» **How to complete this task**
What follows is a set of entries; retype all of them exactly.

[Records from a data collection]

# # # #

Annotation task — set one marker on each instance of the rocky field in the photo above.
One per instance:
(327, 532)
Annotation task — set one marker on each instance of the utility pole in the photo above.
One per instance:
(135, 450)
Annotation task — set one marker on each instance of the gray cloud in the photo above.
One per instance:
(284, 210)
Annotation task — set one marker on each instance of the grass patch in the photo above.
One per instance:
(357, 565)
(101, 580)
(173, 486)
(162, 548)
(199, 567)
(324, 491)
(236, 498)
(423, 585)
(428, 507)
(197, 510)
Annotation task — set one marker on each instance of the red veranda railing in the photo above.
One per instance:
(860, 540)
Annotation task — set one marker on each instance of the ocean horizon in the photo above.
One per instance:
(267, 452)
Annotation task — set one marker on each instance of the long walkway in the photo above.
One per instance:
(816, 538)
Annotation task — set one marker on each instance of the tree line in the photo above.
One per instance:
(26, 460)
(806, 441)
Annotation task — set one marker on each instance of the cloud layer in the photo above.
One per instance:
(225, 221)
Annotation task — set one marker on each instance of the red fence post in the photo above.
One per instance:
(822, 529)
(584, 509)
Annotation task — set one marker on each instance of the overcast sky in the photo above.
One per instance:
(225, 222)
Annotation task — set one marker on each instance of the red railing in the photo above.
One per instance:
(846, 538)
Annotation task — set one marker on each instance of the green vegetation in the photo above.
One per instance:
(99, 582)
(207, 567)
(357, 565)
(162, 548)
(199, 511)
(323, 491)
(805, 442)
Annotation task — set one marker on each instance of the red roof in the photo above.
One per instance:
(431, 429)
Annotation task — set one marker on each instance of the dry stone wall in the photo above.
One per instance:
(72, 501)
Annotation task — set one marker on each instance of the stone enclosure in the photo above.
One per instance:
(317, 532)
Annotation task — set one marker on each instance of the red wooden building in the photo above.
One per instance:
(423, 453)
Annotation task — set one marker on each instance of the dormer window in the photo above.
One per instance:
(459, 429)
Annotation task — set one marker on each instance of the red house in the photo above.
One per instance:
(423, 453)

# # # #

» **Response to the task**
Annotation task — set one marker on each instance of the rocky field in the photo above.
One per instance:
(327, 532)
Annotation task — set one marker on each instance of the utility pole in the photo above.
One per instance:
(135, 450)
Annotation task — set one marker on each instance of the gray cloud in the photo above.
One per instance:
(284, 210)
Annotation task — set one marker on each instance of the grass patch in the photo above.
One per instance:
(357, 565)
(101, 580)
(173, 486)
(162, 548)
(199, 567)
(324, 491)
(236, 498)
(423, 585)
(428, 507)
(197, 510)
Annotation task — set one marker on each instance of the red veranda railing in the photo above.
One per instance:
(860, 540)
Annotation task — set one marker on each instance of the ocean horizon in the photo above.
One per instance:
(267, 452)
Annotation task — set one marker on each instance of the long walkway in the photo above.
One per instance:
(816, 538)
Annotation task — set one marker on each instance of the tree line in the photo above.
One per instance:
(26, 460)
(806, 441)
Annotation task — set one marker on each instance of the cloud layer in the photo above.
One per instance:
(225, 221)
Annotation task — set one marker on each instance of the red fence post in the photo above.
One per instance:
(822, 529)
(584, 509)
Annotation task — set one marker on each instance of the overcast sky in the photo above.
One per instance:
(225, 222)
Annotation task — set one marker on each instance of the red railing in the photo above.
One per instance:
(846, 538)
Annotation task — set one marker on each instance of the green vegetation in the photo above.
One per instance:
(99, 582)
(207, 567)
(357, 565)
(162, 548)
(199, 511)
(323, 491)
(805, 442)
Annotation task — set one marker on each instance of the red roof in the photo above.
One per instance:
(431, 429)
Annotation task — set one marker on each instance of the dry stone wall in the photo above.
One per instance:
(72, 501)
Annotation task — set one marker on each instance of the stone enclosure in the photo above.
One per instance:
(317, 532)
Annotation task — set one marker on each instance of the red wooden building in the photo above.
One per instance:
(423, 453)
Annotation task — set one marker on each instance of the dormer window in the photo above.
One per instance:
(459, 429)
Annotation task — set one marker on each instance of the red house in the photo above.
One per instance:
(423, 453)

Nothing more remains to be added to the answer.